** WHAT YOU ARE ASKED TO DO **
In the listing below, find the line with "Target: moth head", then repeat exactly every line from the top through that one.

** DATASET RECORDS **
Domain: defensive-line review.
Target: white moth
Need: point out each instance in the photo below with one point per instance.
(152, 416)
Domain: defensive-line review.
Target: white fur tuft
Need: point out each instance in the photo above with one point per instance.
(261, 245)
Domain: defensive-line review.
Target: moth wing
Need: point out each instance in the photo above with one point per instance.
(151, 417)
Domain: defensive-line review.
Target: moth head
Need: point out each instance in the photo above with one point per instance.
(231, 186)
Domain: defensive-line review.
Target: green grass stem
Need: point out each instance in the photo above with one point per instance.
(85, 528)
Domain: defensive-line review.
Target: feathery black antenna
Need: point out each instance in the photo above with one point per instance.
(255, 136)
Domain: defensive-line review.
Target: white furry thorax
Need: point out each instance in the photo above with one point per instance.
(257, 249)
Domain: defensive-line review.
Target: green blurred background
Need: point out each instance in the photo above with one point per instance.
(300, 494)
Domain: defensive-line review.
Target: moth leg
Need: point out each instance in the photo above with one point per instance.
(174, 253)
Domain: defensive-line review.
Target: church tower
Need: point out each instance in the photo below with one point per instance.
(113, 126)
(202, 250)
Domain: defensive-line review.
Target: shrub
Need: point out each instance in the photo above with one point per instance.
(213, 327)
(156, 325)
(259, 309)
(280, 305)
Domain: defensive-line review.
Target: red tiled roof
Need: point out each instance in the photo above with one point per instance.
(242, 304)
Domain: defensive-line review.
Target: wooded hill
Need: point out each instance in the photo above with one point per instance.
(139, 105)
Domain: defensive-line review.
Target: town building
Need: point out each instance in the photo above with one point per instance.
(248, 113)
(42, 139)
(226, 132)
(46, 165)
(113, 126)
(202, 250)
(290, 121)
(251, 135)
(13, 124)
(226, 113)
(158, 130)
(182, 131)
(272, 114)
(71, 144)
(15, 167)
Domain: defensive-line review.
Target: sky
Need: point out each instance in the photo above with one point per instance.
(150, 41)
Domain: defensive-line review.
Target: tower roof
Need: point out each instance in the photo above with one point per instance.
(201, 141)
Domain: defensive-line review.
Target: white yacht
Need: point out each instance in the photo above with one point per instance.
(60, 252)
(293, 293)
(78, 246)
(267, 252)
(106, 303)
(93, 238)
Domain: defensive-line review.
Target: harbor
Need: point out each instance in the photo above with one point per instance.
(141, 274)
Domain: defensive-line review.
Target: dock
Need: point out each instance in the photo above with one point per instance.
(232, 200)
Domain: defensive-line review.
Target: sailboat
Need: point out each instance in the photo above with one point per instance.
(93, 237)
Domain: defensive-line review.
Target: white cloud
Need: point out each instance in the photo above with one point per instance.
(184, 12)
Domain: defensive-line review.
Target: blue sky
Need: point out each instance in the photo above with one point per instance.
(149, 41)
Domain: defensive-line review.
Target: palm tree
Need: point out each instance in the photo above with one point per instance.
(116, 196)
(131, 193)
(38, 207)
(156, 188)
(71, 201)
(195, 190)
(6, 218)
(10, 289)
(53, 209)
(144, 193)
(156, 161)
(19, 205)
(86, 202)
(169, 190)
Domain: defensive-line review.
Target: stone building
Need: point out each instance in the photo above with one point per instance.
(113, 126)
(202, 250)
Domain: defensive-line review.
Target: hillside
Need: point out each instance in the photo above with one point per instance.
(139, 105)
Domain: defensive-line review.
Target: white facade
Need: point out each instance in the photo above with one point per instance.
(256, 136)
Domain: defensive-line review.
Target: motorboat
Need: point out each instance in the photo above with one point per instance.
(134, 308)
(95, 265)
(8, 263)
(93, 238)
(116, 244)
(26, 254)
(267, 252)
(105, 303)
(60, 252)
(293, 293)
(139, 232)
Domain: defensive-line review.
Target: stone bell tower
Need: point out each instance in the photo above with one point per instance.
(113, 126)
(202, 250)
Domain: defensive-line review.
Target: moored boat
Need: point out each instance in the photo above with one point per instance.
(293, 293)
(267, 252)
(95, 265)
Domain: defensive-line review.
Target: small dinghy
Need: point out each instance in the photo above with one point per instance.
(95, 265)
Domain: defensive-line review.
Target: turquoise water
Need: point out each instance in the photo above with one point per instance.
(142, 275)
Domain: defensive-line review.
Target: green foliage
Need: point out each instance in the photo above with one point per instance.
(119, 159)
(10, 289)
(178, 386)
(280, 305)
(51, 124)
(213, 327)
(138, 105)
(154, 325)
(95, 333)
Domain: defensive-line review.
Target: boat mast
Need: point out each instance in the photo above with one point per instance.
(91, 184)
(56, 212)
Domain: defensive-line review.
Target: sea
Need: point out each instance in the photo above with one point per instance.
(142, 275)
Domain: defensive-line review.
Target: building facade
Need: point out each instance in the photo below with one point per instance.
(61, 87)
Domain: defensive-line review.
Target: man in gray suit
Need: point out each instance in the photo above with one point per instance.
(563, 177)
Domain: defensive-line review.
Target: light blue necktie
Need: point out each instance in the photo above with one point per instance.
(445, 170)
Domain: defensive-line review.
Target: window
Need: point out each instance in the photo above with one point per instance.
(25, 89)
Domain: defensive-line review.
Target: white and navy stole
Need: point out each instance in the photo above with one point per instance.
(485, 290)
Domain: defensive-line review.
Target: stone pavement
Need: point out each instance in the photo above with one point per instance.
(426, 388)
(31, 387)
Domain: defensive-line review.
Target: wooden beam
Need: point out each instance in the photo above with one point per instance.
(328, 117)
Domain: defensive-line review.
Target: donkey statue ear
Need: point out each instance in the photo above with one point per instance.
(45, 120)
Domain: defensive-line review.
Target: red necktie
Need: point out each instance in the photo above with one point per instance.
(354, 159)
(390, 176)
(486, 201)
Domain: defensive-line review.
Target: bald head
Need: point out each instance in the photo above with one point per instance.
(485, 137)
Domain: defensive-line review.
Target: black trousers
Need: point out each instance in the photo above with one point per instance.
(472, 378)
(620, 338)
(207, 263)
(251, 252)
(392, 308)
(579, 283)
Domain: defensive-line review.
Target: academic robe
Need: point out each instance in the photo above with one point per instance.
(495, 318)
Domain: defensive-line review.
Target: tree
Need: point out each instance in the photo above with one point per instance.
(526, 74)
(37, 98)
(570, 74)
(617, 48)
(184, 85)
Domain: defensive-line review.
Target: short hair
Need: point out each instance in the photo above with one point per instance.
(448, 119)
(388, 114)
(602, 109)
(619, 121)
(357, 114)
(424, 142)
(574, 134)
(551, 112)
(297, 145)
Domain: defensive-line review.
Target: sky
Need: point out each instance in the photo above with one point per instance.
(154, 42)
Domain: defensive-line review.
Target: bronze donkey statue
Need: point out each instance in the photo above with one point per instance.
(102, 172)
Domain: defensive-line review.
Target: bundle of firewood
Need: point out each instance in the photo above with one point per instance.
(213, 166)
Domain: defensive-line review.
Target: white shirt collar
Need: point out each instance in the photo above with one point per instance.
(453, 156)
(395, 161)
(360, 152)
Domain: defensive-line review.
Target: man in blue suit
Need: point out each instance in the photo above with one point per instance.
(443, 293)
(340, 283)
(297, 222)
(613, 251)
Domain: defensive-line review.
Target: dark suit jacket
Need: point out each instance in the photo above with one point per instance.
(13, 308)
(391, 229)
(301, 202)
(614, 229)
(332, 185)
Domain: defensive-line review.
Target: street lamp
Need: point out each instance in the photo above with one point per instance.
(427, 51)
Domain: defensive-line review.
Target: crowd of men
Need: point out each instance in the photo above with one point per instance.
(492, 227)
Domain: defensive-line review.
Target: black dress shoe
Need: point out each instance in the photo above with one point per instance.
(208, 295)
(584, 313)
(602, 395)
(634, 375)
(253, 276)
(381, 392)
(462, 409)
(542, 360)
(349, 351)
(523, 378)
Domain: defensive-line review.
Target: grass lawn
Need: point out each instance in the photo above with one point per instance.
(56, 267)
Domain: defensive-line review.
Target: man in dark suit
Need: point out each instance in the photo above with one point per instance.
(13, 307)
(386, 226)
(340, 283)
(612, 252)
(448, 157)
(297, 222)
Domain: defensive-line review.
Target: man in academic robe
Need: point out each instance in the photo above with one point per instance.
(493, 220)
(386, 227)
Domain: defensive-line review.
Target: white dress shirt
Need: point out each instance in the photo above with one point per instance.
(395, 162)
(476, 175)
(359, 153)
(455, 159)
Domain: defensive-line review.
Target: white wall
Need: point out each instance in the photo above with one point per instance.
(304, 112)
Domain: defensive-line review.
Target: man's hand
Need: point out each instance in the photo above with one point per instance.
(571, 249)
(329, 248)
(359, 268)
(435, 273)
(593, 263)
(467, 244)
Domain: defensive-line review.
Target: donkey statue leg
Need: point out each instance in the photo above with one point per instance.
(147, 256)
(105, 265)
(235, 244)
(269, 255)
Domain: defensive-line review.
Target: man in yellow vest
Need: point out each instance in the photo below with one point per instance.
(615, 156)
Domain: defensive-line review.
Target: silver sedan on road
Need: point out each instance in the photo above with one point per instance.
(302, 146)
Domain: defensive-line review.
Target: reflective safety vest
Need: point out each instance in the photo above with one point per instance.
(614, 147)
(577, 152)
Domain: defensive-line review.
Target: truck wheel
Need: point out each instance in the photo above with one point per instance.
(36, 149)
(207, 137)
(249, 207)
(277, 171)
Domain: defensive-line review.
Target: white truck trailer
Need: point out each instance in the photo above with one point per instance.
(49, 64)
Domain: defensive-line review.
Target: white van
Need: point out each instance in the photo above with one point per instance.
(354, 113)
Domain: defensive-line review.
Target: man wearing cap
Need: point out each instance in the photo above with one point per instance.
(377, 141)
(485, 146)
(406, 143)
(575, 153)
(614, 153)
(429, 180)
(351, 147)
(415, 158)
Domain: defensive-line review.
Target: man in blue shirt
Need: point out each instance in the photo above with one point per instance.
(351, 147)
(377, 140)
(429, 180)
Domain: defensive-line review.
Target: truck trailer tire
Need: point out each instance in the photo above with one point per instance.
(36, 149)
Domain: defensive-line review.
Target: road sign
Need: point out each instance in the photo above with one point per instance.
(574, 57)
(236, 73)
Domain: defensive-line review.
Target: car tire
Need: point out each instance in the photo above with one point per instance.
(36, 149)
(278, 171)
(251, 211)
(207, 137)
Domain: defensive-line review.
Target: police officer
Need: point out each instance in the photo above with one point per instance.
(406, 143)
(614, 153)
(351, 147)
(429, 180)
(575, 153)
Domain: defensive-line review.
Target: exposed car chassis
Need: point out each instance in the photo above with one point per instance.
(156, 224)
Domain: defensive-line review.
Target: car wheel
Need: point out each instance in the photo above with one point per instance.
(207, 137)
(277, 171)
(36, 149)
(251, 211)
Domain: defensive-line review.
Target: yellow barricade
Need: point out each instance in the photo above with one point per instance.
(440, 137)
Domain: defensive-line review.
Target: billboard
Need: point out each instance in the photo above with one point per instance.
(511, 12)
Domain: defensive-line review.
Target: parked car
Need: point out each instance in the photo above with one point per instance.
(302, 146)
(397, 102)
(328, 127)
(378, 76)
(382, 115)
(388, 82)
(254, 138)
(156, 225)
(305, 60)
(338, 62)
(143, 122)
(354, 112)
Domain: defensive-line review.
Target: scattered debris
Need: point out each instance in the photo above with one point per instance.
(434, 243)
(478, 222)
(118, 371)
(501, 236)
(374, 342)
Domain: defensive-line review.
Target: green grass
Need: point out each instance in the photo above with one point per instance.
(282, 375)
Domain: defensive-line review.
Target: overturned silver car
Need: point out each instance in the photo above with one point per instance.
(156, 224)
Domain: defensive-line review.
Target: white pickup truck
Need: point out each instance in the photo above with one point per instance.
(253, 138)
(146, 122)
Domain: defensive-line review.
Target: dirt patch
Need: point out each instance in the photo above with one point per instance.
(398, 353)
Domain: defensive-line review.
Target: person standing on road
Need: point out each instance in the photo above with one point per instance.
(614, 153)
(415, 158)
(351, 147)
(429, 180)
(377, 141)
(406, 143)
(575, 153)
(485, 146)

** EXPECTED ANSWER **
Domain: defensive-line review.
Target: white moth
Need: point out each instance in the photo below with one point per instance.
(152, 416)
Domain: defensive-line review.
Target: white fur tuft
Need: point out each instance in the photo above with one point per instance.
(261, 245)
Domain: defensive-line review.
Target: moth wing
Need: point out each instance in the photo above with one point per instance.
(151, 417)
Domain: defensive-line review.
Target: moth head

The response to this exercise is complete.